Task details:
Repeat all of the records exactly, leaving out the pictures.

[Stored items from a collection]
· · · · ·

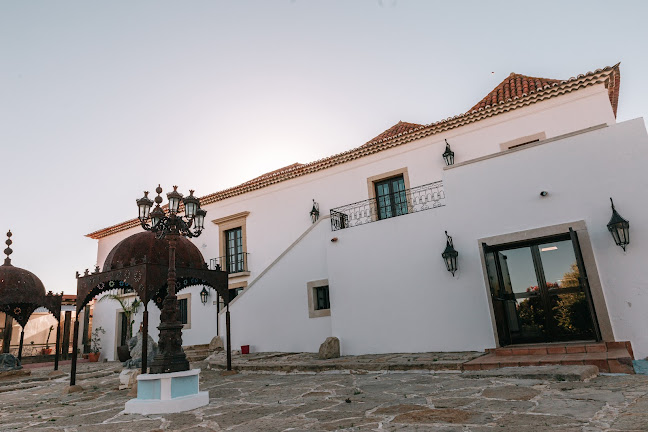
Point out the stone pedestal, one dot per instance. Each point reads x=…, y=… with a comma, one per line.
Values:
x=167, y=393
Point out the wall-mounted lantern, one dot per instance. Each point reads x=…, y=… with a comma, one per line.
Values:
x=203, y=296
x=619, y=228
x=448, y=155
x=450, y=255
x=314, y=212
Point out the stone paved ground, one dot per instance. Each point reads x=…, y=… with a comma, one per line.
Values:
x=387, y=401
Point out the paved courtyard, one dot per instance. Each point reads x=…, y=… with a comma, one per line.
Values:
x=380, y=401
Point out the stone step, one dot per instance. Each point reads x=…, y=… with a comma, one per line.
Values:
x=615, y=360
x=557, y=348
x=196, y=347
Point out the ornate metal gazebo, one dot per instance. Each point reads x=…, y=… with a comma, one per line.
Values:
x=21, y=293
x=141, y=263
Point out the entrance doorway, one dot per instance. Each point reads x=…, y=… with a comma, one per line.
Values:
x=540, y=292
x=123, y=329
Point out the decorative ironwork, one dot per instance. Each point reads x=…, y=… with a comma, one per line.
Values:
x=418, y=199
x=234, y=263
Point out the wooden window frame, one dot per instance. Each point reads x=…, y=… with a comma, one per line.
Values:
x=237, y=220
x=310, y=287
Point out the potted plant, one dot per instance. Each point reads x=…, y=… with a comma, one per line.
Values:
x=47, y=350
x=129, y=308
x=95, y=346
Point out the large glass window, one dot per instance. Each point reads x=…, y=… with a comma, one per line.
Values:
x=391, y=197
x=234, y=256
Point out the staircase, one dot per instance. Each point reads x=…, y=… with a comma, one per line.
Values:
x=196, y=353
x=615, y=357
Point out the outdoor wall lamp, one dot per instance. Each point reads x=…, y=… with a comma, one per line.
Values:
x=314, y=212
x=448, y=155
x=203, y=296
x=171, y=227
x=619, y=228
x=450, y=255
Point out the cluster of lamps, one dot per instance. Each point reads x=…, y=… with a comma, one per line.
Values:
x=195, y=216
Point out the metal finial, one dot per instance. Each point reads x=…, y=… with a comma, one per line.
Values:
x=158, y=199
x=8, y=251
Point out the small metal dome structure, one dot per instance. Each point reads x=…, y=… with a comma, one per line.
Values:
x=146, y=246
x=141, y=263
x=21, y=293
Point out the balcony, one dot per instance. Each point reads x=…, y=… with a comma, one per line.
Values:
x=233, y=263
x=400, y=203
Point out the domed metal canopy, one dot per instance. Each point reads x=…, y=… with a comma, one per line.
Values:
x=21, y=293
x=144, y=247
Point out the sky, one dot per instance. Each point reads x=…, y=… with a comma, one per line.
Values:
x=100, y=100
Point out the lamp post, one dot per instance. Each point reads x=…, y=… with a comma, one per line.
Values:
x=170, y=225
x=448, y=155
x=314, y=213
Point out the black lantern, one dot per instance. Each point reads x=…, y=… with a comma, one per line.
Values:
x=448, y=155
x=191, y=205
x=203, y=295
x=156, y=215
x=174, y=198
x=314, y=212
x=450, y=255
x=144, y=204
x=619, y=228
x=199, y=219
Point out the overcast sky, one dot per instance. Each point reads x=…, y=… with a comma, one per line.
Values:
x=100, y=100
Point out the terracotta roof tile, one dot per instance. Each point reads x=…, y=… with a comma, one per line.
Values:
x=538, y=92
x=398, y=129
x=514, y=85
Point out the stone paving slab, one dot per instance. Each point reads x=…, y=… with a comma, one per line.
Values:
x=308, y=362
x=367, y=401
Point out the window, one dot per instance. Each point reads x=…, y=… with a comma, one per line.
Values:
x=321, y=298
x=391, y=198
x=232, y=244
x=183, y=315
x=319, y=304
x=234, y=256
x=234, y=292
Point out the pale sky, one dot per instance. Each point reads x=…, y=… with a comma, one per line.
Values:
x=100, y=100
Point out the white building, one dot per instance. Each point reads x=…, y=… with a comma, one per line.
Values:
x=534, y=159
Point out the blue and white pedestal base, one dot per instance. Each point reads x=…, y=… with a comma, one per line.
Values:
x=167, y=393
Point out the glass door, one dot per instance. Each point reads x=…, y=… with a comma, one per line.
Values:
x=539, y=292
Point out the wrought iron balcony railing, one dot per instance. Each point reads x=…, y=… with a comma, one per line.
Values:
x=232, y=263
x=412, y=200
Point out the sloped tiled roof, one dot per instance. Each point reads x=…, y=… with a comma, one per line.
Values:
x=513, y=85
x=608, y=76
x=272, y=173
x=399, y=128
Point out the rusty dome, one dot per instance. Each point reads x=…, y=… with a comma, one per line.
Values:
x=145, y=246
x=18, y=285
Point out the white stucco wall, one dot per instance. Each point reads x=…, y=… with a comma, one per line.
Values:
x=390, y=291
x=389, y=288
x=272, y=314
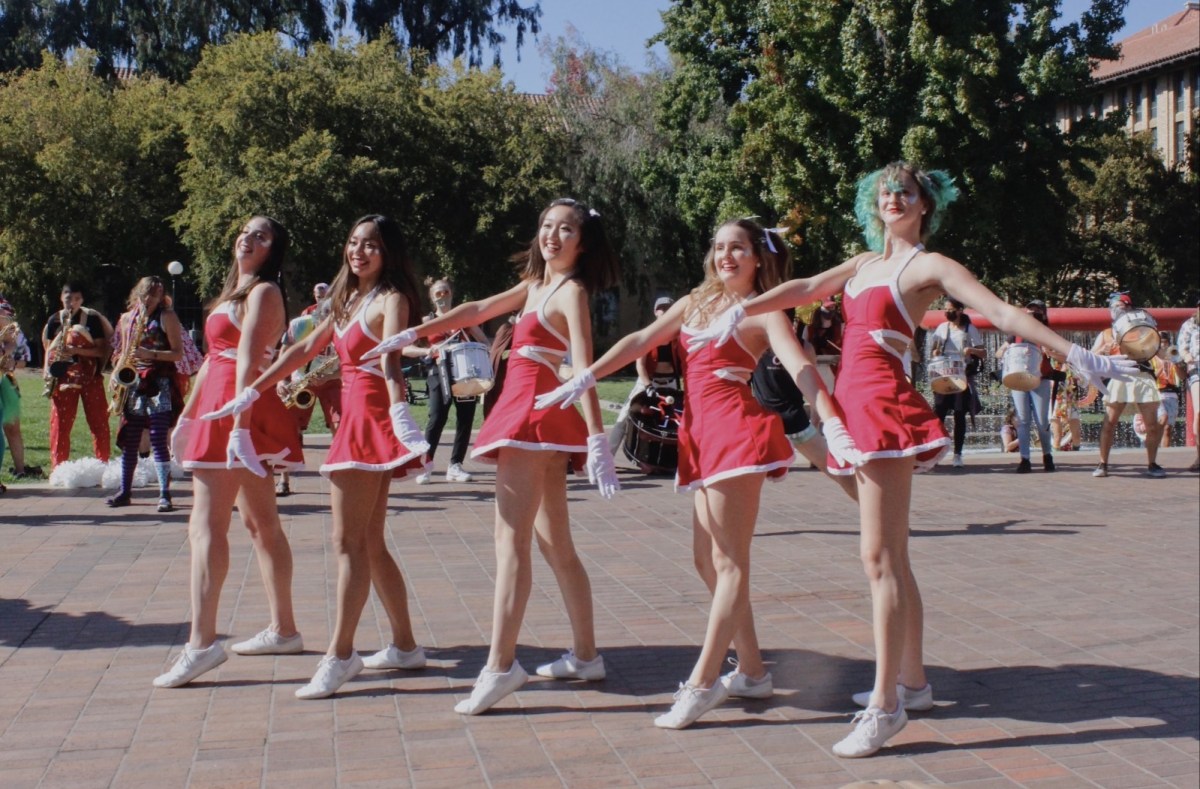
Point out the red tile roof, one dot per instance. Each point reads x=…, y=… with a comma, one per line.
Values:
x=1173, y=38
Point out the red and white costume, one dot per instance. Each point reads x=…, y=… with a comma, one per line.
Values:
x=883, y=413
x=514, y=421
x=725, y=432
x=271, y=428
x=365, y=439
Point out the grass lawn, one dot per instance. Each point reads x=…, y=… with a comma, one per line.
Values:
x=35, y=422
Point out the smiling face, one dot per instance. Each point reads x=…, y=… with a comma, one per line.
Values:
x=558, y=238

· · · · ·

Exercise answer:
Point out the stone pedestal, one dot per instance. Each point reads x=…, y=… with a comma, one per line.
Values:
x=167, y=393
Point out the wall-mounted lantern, one dot per instance. Each point reads x=…, y=… with a comma, one per line.
Values:
x=203, y=296
x=619, y=228
x=448, y=155
x=450, y=255
x=314, y=212
Point out the stone paved ground, one dot per instance. Each point reads x=…, y=… with a comma, one per line.
Values:
x=387, y=401
Point out the paved courtyard, one dot per instance. Each point reads x=…, y=… with a comma, one per line.
Values:
x=380, y=401
Point out the stone step, one dot per instance. Each point reads x=…, y=… with a comma, one per line.
Values:
x=615, y=360
x=557, y=348
x=196, y=347
Point out the ornate metal gazebo, one dot per instance. Each point reads x=…, y=… with a comma, one per line.
Values:
x=21, y=293
x=141, y=263
Point out the entrance doorway, one dot per instance. Each point reads x=…, y=… with a comma, one per line.
Values:
x=540, y=292
x=123, y=329
Point out the decorative ironwork, one dot per instance. Each point reads x=…, y=… with a comma, one per line.
Values:
x=418, y=199
x=234, y=263
Point out the wooden window frame, one dot per instance. Each point reads x=…, y=… with a comma, one per line.
Values:
x=237, y=220
x=310, y=287
Point out the potted plant, one dot per instance. Each point reads x=…, y=… with a comma, one per line.
Values:
x=47, y=350
x=129, y=308
x=95, y=346
Point out the large glass window, one dot per instance. Each point reads x=…, y=… with a comma, one per line.
Values:
x=391, y=197
x=234, y=256
Point out the staircase, one dot per instance. Each point reads x=…, y=… with a comma, one per line.
Values:
x=196, y=353
x=615, y=357
Point out the outdoor wall lamp, one dot per instance. Each point reads x=…, y=… with a comma, one per line.
Values:
x=314, y=212
x=448, y=155
x=203, y=296
x=171, y=227
x=619, y=228
x=450, y=255
Point out the cluster of lamps, one dot per instance. Each point reads x=…, y=… with a comma, one per line.
Values:
x=195, y=216
Point out the metal finial, one dot per instance. Each point reads x=…, y=… with a comma, one per line.
Values:
x=158, y=199
x=8, y=251
Point out the small metal dome structure, one dot per instance. Each point reads x=…, y=… with a comma, one per line.
Values:
x=146, y=246
x=141, y=263
x=21, y=293
Point out the balcony, one dot per instance. Each point reads x=…, y=… with a comma, one per line.
Values:
x=233, y=263
x=400, y=203
Point out the domed metal canopy, one dot per instance. Each point reads x=…, y=… with a comma, one per line.
Values:
x=21, y=293
x=144, y=247
Point out the sky, one dot per instance. Each point reads x=…, y=… with a comma, one per line.
Values:
x=100, y=100
Point out the lamp post, one dot per instance. Each point reads x=…, y=… with a comma, one per line.
Values:
x=170, y=225
x=448, y=155
x=314, y=213
Point out the black lantern, one dot per instance. Each point reads x=…, y=… with a comma, one per line.
Values:
x=448, y=155
x=191, y=205
x=203, y=295
x=156, y=215
x=174, y=198
x=314, y=212
x=450, y=255
x=144, y=204
x=619, y=228
x=199, y=219
Point out the overcast sky, one dot per instance. Each point reads x=…, y=… with a comma, one per line.
Values:
x=100, y=100
Point out the terracotta roof tile, one dot per instance. Each point reads x=…, y=… with a comma, one per line.
Values:
x=538, y=92
x=398, y=129
x=514, y=85
Point out the stone paving slab, one dot per instance. Each point reads x=…, y=… with a comma, one per line.
Values:
x=308, y=362
x=367, y=401
Point out the window, one dot per instance. Each point reads x=…, y=… with a comma, one per line.
Values:
x=321, y=298
x=391, y=198
x=232, y=244
x=183, y=315
x=319, y=304
x=234, y=256
x=234, y=292
Point out the pale sky, one dot per instance. Each point reads x=…, y=… with a comma, one per line.
Values:
x=100, y=100
Point out the white building, one dot per instance. Each point reads x=…, y=… with a comma, one per line.
Values:
x=534, y=159
Point out the blue and white pedestal base, one dot per instance. Each point reads x=…, y=… with a comma, one per line.
Values:
x=167, y=393
Point out the glass door, one dot per instance. Each point reads x=…, y=… with a comma, one per line.
Values:
x=539, y=292
Point out the wrought iron balcony railing, one dot per instance. Each point reads x=…, y=… with a comma, one per line.
Values:
x=232, y=263
x=412, y=200
Point out the sloped tiled roof, one dot per instance. Each point reads x=…, y=… with a comma, one per line.
Values:
x=513, y=85
x=608, y=76
x=272, y=173
x=399, y=128
Point out the rusty dome, one dot per instance. Each point reads x=…, y=… with a comma, one per line.
Values:
x=145, y=246
x=18, y=285
Point out the white stucco wall, one dot per instance. Each point reads x=…, y=… with a comma, one per line.
Values:
x=390, y=291
x=389, y=288
x=272, y=314
Point out the red tile roof, one dot per instance. Each point reads x=…, y=… with a comma, one per line.
Values:
x=1173, y=38
Point out the red and white costume, one dot per instance. Each point reads x=…, y=… with a comma, one per line.
Values:
x=883, y=413
x=514, y=421
x=725, y=432
x=271, y=428
x=365, y=439
Point out the grass lawn, one dot per instance. Each point reads x=…, y=… with a comma, one per line.
Values:
x=35, y=422
Point out the smiling face, one dot per instance. Each point reads x=…, y=… with a comma, one per line.
Values:
x=558, y=238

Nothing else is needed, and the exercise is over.